(Exercise materials)
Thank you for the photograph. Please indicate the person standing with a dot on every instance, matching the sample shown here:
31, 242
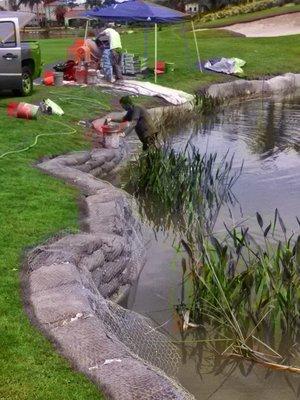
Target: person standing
140, 120
115, 47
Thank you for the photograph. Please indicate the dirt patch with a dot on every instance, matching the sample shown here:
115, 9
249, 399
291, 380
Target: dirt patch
281, 25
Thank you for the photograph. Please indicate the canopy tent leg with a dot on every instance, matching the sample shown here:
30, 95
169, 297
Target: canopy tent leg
197, 49
155, 53
86, 29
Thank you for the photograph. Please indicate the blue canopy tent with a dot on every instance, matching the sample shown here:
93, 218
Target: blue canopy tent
141, 11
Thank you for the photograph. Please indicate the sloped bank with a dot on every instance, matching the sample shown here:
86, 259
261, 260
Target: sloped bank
71, 284
240, 89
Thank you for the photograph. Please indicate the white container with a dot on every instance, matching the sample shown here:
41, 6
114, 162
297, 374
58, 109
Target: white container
112, 141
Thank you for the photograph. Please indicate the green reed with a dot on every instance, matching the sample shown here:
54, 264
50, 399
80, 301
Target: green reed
184, 190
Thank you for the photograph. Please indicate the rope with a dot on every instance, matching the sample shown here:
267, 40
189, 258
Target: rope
70, 132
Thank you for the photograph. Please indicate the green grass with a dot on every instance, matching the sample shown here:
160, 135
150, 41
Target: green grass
264, 56
34, 207
254, 16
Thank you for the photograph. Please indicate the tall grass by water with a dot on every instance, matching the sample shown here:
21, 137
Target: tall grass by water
243, 289
184, 190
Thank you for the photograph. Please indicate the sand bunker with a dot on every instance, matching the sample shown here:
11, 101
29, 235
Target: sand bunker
281, 25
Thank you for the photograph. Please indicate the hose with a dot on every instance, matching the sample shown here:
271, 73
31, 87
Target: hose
70, 132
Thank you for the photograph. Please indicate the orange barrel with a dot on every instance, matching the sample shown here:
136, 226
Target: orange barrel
26, 111
92, 76
80, 74
58, 78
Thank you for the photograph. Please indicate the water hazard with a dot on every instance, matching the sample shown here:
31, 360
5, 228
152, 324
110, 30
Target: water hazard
265, 135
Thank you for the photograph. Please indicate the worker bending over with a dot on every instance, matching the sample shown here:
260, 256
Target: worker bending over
140, 120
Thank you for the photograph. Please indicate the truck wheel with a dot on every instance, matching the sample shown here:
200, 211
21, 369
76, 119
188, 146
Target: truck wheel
27, 83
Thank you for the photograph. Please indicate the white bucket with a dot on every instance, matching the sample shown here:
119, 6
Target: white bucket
112, 141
(End Exercise materials)
* Your assignment *
Set the records down again exactly, with no pictures.

* Solution to this problem *
Thank you for the photograph. Please indicate the person standing with a dot on every instance, matching the sample shown here:
31, 242
Target: person standing
140, 120
115, 47
Thank you for the photograph. Please indicate the dirt patch with a dot on every instance, matching the sample shown here:
115, 9
249, 399
291, 380
Target: dirt patch
281, 25
Thank you for the photograph. Please indicate the canopy tent leg with a dot on every instance, matching the sample shown here:
30, 95
169, 297
Target: canopy tent leg
197, 49
155, 53
86, 29
Thank you for the photograph. Please indicate the blue canopy tent with a dot on every instance, matching the sample shown here:
93, 218
Target: blue canopy tent
141, 11
Thank you for the photograph. Please indicate the sloped bank with a dot on every instance, matching the sample shown here:
86, 259
261, 260
Target: sloped bank
71, 284
240, 89
Thank you for the photograph. Please indicate the white container with a dot on every instance, matching the sample shown here:
41, 6
114, 162
297, 374
58, 109
Target: white container
112, 141
Thank you for the photograph. Please indicate the green reed with a dot on every instance, matching the sample shown here:
54, 264
50, 399
80, 301
Target: green reed
184, 190
Thank you for the photograph. Please indicate the rope with a dot on every instance, matching the sample shown here:
267, 40
189, 258
Target: rope
70, 132
Thank you for the photograph. Please indicate the green grass with a dot on every instance, matching the sample shown here:
160, 135
150, 41
Target: green grass
264, 56
34, 207
254, 16
Thank you for the photograph. Please indicate the tall grass by water with a dot on every instance, matching the sample shown here:
21, 137
Target: tall grass by water
243, 289
184, 190
Thank you for the photograph. Please indicate the sand bunker with a dot on every instance, matching the sample shown here:
11, 101
29, 235
Target: sand bunker
281, 25
Thank you for the photograph. Please indicate the hose with a dot on every instance, matching the sample shown here:
271, 73
31, 87
Target: hose
70, 132
Thank you for the photograph. Please indicate the orange barrel with a dot on every instance, matching the sample shown here:
136, 226
Target: orange barrel
26, 111
92, 76
80, 74
58, 78
Thank you for the photograph. Please indicate the water hazard with a dot on every instance, matching the sample shown here:
31, 360
5, 228
152, 324
110, 30
Target: water hazard
265, 135
Thank you for the photograph. Please indicate the worker bending over with a dot on every instance, matching the sample shown here:
260, 256
Target: worker bending over
140, 120
Thank you for the photograph. Please indicate the truck wheel with a dot on every instance, matching the sample shown here:
200, 211
21, 369
76, 119
188, 146
Target: truck wheel
27, 83
Thank you for the photograph. Please indicate the white bucket with a dot on every instance, matching the sample shown here:
119, 6
Target: white bucket
112, 141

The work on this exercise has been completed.